--- SOURCE EXTRACT Enclosed Below ---

¶ 23 Finally, we turn to an examination of the district court's order of dismissal.5 Lamoreaux argues that the district court should not have dismissed the case without ruling on the merits of his—now Black Diamond's—claims. Lamoreaux argues that the district court failed to make a prompt decision on the merits after taking the case under advisement on February 17, 2011, and that the failure to enter a ruling on the merits defeated Lamoreaux's counsel's contractual right to a contingency fee. We affirm the district court's dismissal order.

--- End of Enclosed SOURCE EXTRACT ---

PROBLEM A -
In the opinion excerpt, what are the following?
(i) The date on which the district court took the case under advisement
(ii) The party whose claims the opinion now counts as the ones once held by Lamoreaux
(iii) What the court does with the district court's dismissal order
PROBLEM B - Can you sum up the opinion excerpt in two sentences?
PROBLEM C - According to the opinion excerpt, why does Lamoreaux say it mattered that the district court entered no ruling on the merits?

--- INFORMATION SUPPLIED Enclosed Below ---

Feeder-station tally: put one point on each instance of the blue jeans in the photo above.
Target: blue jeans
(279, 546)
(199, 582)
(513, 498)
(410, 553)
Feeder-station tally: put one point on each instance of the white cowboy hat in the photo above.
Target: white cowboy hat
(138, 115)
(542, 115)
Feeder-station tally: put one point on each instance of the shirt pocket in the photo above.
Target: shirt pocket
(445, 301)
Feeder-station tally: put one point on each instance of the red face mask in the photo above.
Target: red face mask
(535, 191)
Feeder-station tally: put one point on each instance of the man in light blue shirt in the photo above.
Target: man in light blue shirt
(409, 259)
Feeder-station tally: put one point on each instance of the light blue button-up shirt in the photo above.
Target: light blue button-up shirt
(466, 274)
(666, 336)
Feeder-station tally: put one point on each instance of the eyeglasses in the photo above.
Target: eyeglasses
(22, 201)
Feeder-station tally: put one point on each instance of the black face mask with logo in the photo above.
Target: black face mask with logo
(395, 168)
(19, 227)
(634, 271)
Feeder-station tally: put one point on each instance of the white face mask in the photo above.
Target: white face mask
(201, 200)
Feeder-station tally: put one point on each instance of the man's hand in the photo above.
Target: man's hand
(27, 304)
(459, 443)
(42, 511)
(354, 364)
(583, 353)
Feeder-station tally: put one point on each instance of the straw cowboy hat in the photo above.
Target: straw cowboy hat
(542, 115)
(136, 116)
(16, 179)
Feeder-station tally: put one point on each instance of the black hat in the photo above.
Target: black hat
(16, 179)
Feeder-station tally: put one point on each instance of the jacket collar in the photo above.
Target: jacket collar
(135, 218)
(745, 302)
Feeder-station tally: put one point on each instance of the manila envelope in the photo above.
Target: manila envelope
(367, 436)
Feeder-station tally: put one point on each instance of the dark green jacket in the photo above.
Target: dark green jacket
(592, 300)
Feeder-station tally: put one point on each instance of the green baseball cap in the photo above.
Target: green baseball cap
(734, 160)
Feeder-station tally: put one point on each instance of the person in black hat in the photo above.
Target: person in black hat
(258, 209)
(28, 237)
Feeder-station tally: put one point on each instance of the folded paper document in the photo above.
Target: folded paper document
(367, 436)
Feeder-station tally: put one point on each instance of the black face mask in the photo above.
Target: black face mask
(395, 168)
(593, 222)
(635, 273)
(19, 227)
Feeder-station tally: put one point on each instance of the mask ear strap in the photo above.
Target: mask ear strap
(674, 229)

--- End of Enclosed INFORMATION SUPPLIED ---

EXERCISE SOLUTION A -
(i) February 17, 2011
(ii) Black Diamond
(iii) It affirms the order.

EXERCISE SOLUTION B - Lamoreaux argues that the district court should not have dismissed the case without ruling on the merits of the claims, which now belong to Black Diamond, and that it failed to decide promptly after taking the case under advisement on February 17, 2011. He contends that this failure defeated his counsel's contractual right to a contingency fee, but the court affirms the dismissal order.

EXERCISE SOLUTION C - He argues that the failure to rule on the merits defeated his counsel's contractual right to a contingency fee.